→ **Problem requirements**: Starting at the line that contains "Wanted = one point per instance on the white ceramic" and ending at the line that contains "x=735, y=695", rewrite that stretch of the data with "white ceramic plate" swapped for "blue porcelain bowl" and everything else left unchanged.

***** Records to process *****

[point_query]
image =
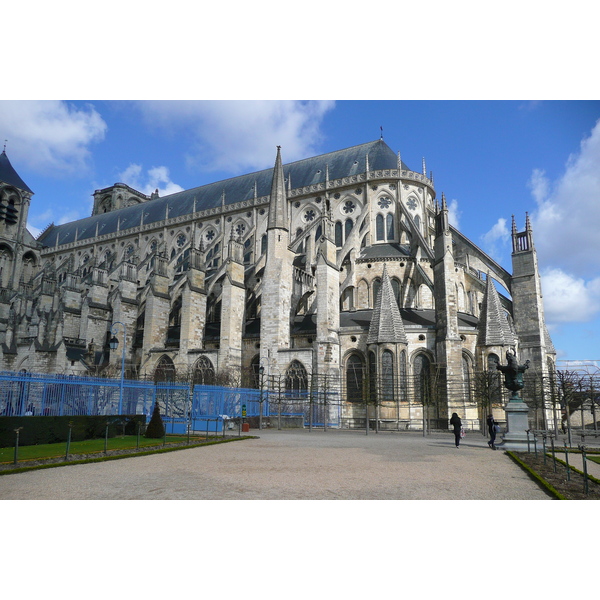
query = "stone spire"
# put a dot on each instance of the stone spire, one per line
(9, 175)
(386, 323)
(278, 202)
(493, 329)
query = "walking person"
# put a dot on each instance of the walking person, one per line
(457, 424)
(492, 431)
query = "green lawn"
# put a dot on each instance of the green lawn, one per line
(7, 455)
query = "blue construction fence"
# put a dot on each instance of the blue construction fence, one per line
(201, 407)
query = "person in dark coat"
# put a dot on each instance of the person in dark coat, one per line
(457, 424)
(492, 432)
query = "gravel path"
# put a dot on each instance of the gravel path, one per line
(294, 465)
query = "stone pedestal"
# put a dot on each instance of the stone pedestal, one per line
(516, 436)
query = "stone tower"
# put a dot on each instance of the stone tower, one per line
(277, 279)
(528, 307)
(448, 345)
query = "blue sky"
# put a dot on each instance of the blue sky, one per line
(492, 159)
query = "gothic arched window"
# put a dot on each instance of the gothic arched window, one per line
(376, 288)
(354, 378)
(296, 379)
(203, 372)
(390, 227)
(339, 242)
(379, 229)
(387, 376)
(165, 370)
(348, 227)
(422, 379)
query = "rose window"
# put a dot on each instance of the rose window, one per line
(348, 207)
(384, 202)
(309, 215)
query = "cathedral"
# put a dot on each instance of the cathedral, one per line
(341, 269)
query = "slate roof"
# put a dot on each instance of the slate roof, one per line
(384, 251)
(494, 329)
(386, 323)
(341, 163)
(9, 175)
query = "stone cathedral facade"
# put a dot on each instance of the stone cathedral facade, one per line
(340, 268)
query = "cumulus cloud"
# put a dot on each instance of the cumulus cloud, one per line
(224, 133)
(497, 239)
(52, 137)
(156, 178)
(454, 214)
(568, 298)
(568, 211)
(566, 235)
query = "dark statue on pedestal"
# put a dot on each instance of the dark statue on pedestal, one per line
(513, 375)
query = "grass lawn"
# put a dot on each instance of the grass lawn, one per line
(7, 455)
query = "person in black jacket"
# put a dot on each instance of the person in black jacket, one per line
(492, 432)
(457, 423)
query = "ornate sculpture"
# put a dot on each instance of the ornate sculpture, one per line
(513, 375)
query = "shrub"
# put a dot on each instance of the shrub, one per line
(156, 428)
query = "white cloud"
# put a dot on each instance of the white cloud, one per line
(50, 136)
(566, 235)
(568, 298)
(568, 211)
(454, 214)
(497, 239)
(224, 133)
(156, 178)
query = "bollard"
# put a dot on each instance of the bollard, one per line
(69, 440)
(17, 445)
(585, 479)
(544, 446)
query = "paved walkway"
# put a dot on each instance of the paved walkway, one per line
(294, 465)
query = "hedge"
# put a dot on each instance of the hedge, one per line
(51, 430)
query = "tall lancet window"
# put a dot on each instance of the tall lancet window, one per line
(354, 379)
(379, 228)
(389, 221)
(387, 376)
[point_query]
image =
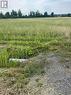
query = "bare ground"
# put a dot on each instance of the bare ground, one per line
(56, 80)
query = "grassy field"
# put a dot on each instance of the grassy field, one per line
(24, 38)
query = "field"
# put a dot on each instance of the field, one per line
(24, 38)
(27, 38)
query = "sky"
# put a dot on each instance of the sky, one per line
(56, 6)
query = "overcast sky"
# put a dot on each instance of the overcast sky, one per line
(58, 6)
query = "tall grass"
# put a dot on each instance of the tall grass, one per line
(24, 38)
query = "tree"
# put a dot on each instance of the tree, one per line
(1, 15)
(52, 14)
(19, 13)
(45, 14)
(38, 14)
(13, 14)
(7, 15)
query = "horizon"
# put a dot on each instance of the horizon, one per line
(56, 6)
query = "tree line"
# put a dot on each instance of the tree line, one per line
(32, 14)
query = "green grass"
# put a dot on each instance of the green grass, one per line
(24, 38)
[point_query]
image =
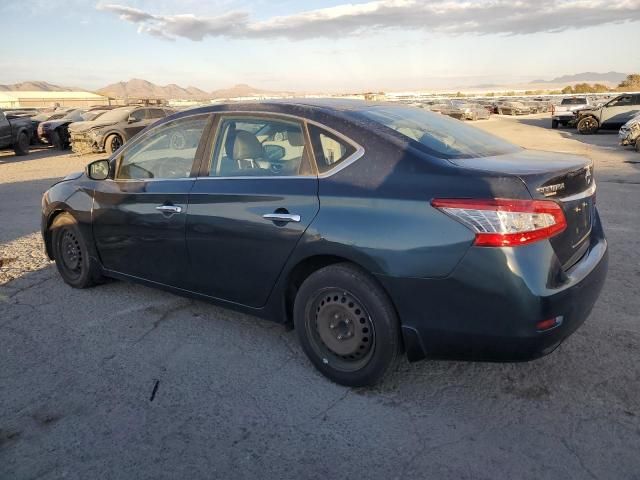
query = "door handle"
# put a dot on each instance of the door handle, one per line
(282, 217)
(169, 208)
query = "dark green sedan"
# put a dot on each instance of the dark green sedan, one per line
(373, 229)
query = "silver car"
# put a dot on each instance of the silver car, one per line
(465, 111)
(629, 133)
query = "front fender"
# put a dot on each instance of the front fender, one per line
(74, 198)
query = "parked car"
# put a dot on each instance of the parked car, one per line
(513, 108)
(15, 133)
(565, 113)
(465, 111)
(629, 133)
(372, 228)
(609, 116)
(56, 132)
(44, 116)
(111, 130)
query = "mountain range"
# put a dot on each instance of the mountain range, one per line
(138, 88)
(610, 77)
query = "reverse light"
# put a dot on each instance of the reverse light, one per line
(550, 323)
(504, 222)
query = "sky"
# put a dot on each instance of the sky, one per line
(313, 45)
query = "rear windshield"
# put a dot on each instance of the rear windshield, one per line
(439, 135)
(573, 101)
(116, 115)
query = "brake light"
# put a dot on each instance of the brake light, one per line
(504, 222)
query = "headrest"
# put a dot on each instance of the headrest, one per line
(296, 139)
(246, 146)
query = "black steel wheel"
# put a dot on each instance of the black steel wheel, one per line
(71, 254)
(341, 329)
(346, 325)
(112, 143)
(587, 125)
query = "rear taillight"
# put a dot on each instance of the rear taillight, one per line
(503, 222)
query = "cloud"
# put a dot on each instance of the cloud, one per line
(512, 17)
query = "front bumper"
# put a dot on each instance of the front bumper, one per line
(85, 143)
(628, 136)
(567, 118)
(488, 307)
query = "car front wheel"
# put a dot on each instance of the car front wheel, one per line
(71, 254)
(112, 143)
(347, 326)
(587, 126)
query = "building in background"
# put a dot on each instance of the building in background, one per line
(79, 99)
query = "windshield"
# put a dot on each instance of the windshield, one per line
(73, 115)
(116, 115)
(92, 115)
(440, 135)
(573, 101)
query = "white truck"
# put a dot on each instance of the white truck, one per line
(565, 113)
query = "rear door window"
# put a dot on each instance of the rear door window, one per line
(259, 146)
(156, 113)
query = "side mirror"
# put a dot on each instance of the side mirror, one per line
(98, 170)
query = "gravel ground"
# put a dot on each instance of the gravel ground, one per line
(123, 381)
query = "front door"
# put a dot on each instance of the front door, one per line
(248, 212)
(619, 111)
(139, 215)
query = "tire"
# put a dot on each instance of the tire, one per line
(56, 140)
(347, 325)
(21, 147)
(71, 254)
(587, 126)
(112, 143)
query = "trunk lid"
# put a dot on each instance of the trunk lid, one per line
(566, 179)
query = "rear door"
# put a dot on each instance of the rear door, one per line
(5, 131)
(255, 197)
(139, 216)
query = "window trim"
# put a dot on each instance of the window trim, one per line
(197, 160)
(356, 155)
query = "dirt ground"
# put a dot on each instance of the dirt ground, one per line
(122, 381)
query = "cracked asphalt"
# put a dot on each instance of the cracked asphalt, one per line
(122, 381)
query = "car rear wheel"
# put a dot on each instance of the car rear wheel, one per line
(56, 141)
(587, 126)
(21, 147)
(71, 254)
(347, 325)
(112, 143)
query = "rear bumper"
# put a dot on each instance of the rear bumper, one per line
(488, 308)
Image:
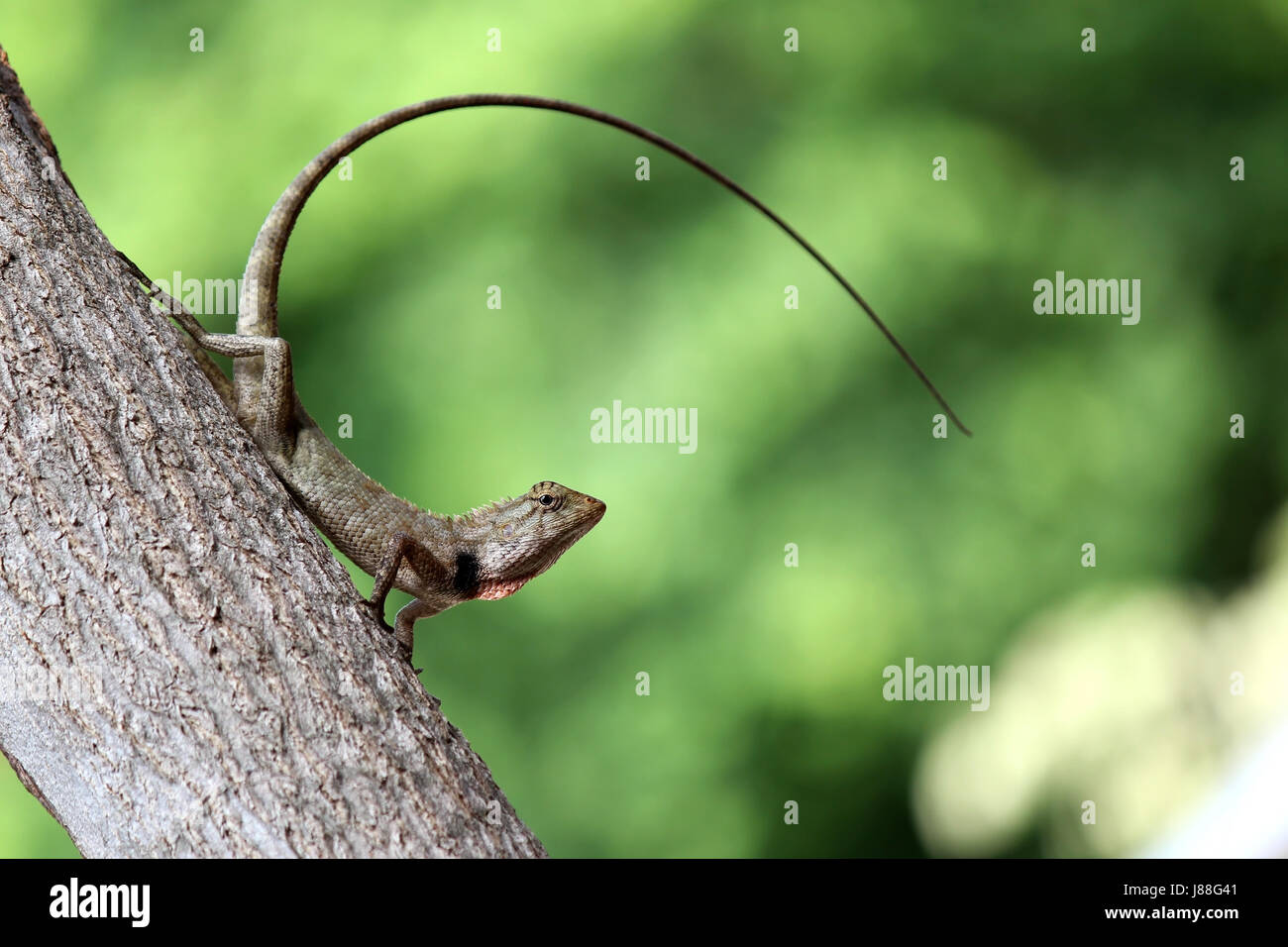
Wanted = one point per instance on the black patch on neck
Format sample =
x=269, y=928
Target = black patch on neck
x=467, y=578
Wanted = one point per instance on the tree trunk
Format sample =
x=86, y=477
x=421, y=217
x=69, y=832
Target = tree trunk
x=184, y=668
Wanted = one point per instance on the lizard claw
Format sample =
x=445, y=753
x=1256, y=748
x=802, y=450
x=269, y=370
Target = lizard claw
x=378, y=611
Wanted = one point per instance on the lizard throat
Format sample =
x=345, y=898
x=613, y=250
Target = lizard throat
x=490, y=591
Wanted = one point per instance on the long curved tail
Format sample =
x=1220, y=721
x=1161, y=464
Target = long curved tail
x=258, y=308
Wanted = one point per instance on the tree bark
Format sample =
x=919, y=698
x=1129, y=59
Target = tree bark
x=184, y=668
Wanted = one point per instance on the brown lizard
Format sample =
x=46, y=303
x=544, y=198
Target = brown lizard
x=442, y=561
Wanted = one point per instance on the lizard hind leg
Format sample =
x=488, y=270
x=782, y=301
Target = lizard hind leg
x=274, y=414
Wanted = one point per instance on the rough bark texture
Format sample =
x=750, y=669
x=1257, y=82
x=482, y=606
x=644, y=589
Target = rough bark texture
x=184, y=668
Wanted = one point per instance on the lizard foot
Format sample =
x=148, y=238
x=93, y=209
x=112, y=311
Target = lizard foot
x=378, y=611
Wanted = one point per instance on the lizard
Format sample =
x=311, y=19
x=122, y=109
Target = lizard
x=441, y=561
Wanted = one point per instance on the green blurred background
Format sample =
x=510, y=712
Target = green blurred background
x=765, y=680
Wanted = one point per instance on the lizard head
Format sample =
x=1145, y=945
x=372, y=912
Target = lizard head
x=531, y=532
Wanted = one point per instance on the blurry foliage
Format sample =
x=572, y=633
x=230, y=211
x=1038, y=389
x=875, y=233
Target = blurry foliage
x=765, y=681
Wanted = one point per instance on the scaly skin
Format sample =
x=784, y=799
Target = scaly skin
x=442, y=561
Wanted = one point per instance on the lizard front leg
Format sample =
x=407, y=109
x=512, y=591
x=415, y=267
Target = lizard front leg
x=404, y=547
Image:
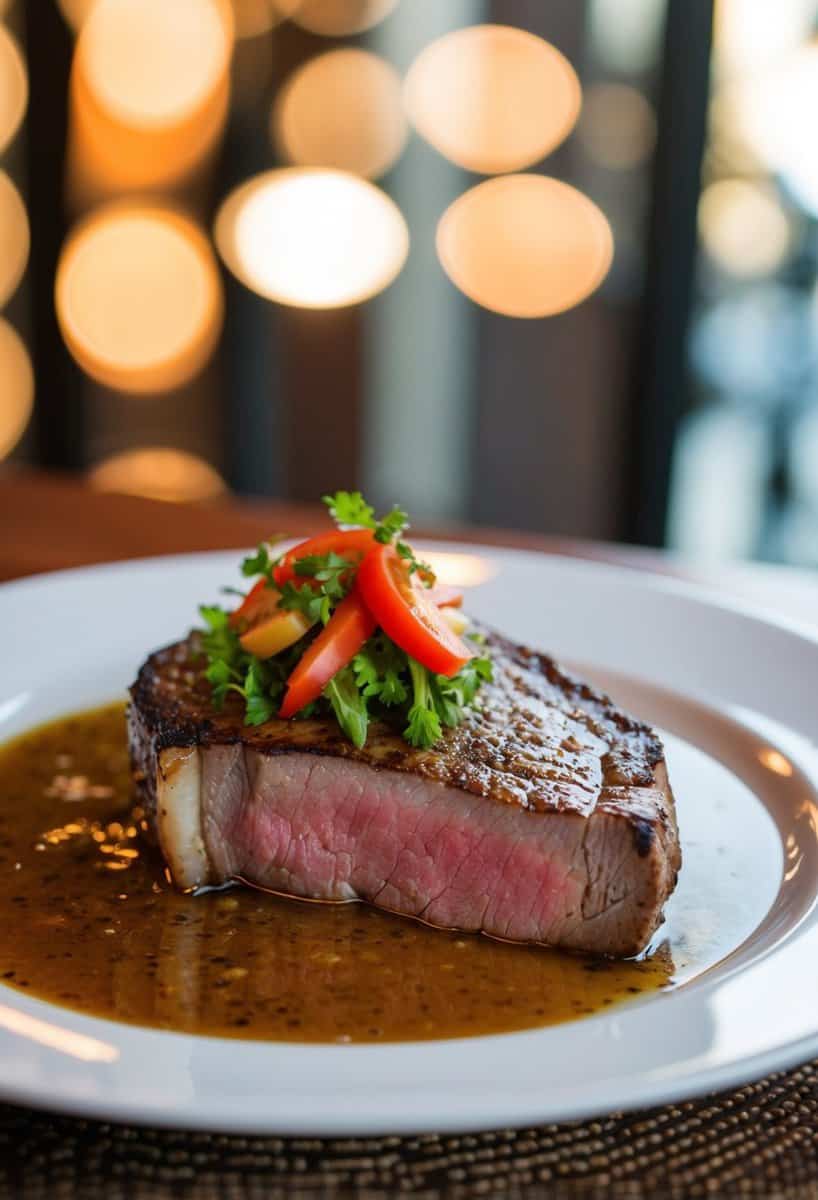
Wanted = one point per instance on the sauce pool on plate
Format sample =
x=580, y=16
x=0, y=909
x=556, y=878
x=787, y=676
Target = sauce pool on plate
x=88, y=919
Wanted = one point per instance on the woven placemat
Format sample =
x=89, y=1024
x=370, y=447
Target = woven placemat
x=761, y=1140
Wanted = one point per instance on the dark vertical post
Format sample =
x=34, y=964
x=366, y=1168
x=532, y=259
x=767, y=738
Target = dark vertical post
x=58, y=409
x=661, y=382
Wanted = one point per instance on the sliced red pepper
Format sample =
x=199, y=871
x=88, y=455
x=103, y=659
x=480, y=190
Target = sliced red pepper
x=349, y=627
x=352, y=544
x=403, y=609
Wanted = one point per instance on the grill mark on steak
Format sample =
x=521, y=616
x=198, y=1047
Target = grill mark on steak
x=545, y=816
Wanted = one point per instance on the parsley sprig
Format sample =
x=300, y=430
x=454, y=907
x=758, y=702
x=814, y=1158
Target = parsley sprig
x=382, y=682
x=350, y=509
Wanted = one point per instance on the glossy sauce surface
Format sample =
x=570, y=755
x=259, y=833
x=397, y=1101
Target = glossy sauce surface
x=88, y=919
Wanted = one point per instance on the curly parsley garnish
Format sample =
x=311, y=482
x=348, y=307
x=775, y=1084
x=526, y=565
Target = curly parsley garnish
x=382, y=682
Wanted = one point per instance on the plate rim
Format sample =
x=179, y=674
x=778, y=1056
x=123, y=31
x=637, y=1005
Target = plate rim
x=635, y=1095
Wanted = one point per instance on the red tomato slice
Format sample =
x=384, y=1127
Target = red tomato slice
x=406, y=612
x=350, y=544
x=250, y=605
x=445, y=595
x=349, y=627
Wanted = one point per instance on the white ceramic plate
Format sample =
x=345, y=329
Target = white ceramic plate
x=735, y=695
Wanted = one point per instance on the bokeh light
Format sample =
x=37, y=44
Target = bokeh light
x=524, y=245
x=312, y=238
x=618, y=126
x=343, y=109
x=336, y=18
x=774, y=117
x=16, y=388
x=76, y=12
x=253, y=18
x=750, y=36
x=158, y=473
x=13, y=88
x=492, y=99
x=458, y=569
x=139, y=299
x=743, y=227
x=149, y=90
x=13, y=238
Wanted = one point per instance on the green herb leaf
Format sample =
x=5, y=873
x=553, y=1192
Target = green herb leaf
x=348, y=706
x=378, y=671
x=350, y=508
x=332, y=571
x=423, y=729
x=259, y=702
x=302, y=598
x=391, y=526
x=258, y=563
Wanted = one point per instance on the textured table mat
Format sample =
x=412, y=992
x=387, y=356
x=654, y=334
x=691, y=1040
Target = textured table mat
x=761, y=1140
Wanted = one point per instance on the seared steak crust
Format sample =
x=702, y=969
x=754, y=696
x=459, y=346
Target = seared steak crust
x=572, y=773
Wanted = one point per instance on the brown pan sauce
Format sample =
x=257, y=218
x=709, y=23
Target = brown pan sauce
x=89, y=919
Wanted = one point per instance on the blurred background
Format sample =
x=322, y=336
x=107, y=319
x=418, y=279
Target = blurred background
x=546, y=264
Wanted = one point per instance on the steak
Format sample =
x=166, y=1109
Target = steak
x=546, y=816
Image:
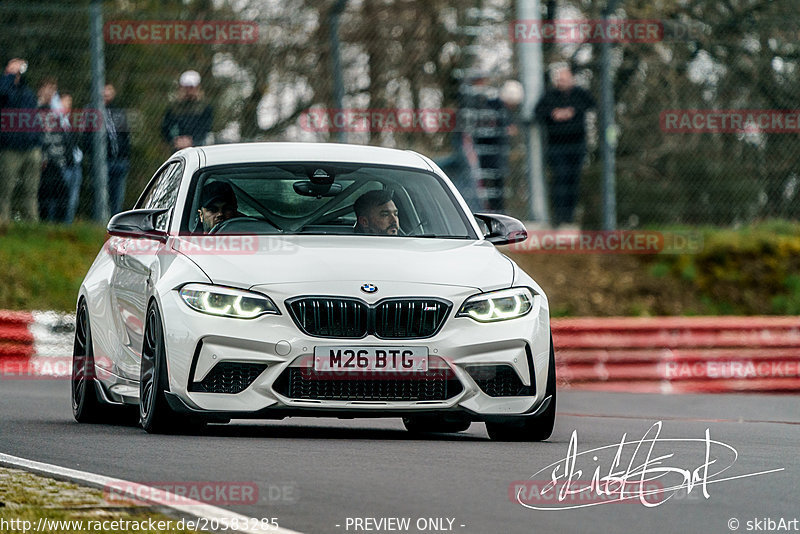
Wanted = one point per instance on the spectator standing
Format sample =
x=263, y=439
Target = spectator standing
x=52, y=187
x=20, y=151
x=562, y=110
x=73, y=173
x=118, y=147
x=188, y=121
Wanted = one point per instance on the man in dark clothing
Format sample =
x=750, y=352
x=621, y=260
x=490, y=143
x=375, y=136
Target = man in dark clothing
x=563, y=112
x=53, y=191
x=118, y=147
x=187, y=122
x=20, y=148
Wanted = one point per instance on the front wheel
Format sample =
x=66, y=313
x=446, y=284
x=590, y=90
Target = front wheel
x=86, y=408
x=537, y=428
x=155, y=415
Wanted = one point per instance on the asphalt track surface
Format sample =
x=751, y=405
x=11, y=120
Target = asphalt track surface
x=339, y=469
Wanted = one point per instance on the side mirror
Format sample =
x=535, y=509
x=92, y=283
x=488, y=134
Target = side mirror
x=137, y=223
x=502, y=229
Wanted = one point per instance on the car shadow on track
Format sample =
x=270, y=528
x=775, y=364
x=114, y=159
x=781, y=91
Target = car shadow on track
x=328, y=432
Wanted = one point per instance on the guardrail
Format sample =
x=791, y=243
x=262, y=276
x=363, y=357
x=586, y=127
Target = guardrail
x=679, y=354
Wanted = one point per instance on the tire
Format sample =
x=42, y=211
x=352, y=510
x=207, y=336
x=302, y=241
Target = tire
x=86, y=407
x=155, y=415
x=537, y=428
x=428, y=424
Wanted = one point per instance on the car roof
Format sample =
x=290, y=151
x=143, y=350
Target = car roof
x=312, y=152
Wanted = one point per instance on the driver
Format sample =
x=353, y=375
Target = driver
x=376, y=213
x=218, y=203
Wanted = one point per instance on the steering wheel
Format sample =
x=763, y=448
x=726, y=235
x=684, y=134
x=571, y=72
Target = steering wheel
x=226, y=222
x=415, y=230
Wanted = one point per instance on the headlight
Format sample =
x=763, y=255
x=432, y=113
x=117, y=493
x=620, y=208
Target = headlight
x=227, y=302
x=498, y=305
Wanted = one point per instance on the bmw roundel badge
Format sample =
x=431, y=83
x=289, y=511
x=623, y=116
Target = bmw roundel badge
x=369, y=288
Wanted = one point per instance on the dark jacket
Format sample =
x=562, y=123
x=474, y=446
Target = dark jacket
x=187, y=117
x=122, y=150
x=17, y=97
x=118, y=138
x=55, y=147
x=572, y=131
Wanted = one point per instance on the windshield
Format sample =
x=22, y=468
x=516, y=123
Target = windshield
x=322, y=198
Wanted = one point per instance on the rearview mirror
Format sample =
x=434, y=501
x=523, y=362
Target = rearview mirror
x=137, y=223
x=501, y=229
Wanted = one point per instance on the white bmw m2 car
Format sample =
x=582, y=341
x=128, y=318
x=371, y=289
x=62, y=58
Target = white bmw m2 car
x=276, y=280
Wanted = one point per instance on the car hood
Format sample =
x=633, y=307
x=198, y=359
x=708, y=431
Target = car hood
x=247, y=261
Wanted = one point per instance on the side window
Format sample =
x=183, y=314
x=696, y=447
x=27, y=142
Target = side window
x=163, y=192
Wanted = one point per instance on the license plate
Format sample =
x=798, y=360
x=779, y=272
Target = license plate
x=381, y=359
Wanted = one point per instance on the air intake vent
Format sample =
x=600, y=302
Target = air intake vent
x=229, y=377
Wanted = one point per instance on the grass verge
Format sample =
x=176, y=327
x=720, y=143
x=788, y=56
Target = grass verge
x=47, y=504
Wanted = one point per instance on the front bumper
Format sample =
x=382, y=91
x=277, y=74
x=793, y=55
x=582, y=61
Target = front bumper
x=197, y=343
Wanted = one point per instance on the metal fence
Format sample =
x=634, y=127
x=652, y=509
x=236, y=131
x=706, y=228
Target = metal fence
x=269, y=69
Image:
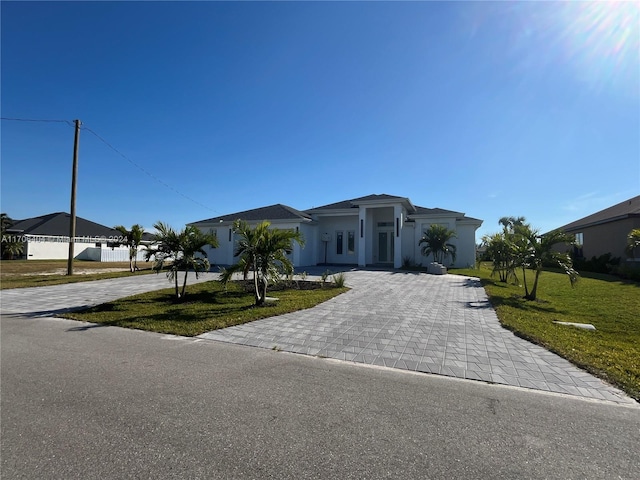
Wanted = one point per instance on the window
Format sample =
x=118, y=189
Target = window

*****

→ **Expected output**:
Wanted = one point per instance on the blue porcelain bowl
Format sample =
x=345, y=329
Target = blue porcelain bowl
x=735, y=695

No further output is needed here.